TEXT.
★ ★ ★ ★

J. M. Chambers and T.J. Hastie, eds., Statistical Models in S. Pacific Grove , CA : Wadsworth , 1992.  An edited volume describing the statistical modeling capabilities in S, Versions 3 and 4, and R, and the object-oriented programming system used in S Version 3 and R (and available, for “backwards compatibility,” in S Version 4). In addition, the text covers S software for particular kinds of statistical models, including linear models, nonlinear models, generalized linear models, local-polynomial regression models, and generalized additive models. (The “White Book.”)

D. Eddelbbuettel, Seamless R and C++ Integration with Rcpp. New York: Springer, 2013. Judicious use of compiled code written in C, C++, or Fortran can substantially improve the efficiency of some R programs. The Rcpp package and its cousins simplify the process of integrating C++ code in R. I recommend this book to those who already know C++.

R. Gentleman, R Programming for Bioinformatics, Boca Raton: Chapman and Hall, 2009. A thorough, though at points relatively difficult, treatment of programming in R, by one of the original co-developers of R and a founder of the related Bioconductor Project (which develops computing tools for the analysis of genomic data). Don’t let the title fool you: Most of the book is of general interest to R programmers.

★ ★ ★ ★

EXCERPTED RECORDS.

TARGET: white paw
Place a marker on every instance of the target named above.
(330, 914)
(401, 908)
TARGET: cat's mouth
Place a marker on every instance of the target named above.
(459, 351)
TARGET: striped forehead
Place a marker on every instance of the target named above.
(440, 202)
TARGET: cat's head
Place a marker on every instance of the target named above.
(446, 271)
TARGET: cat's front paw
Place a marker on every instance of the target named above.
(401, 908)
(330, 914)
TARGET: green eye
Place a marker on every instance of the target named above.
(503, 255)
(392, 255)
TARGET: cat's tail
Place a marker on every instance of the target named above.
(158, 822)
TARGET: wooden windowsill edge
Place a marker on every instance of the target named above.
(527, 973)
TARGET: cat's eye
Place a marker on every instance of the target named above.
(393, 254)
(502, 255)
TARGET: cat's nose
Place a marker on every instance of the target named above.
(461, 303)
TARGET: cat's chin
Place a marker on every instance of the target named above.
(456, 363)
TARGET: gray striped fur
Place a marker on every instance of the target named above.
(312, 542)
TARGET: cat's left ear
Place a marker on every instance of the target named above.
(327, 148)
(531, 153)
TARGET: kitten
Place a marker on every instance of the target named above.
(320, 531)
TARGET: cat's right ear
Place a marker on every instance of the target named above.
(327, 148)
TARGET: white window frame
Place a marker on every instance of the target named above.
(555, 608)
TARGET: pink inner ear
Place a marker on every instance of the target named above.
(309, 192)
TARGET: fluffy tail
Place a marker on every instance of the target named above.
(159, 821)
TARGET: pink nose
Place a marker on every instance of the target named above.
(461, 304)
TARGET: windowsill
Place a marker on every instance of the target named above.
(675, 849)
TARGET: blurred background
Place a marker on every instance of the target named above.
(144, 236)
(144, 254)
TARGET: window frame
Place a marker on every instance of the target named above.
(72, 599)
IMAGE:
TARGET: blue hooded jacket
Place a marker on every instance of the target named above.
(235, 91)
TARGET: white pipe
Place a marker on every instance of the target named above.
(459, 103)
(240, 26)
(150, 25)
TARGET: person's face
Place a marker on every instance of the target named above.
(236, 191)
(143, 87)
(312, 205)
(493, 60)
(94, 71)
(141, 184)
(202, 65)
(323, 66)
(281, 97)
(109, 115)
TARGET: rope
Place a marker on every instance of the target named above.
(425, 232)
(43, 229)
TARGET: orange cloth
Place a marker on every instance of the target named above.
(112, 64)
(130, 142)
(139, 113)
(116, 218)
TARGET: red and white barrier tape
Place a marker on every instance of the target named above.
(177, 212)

★ ★ ★ ★

Resume the annotated list of R and S books after its last entry. The rows are separate material, unrelated to the annotated list of R and S books.

G. Grolemund, Hands-On Programming with R, Sebastopol CA: O'Reilly, 2014. A readable, easy-to-follow, basic introduction to R programming, which also introduces RStudio.

R. Ihaka and R. Gentleman, “R: A language for data analysis and graphics.” Journal of Computational and Graphical Statistics, 5:299-314, 1996. The original published description of the R project, now quite out of date but still worth looking at.

W. N. Venables and B. D. Ripley, S Programming. New York : Springer, 2000. A companion volume to Modern Applied Statistics with S, and at the time of its publication the definitive treatment of writing software in the various versions of S-PLUS and R; now increasingly dated, particularly with respect to R, but still useful for its programming advice. Brian Ripley is a member of the R Core group of developers, and Bill Venables is a member of the R Foundation.

H. Wickham, Advanced R. Boca Raton FL: Chapman and Hall/CRC, 2015. Hadley Wickham has contributed a number of widely used R packages (such as ggplot2 for graphics and plyr for data manipulation) and is associated with RStudio. As the name implies, you may (and should!) be interested in reading this book after you’ve learned the basics of R programming. A related volume by Wickham, R Packages, Sepastopol CA: O'Reilly, 2015, is (as its name implies) about how to write R packages. Wickham's approach to R programming is sometimes idiosyncratic but always carefully considered and interesting. The websites for the books provide access to the text. Hadley Wickham is a member of the R Foundation.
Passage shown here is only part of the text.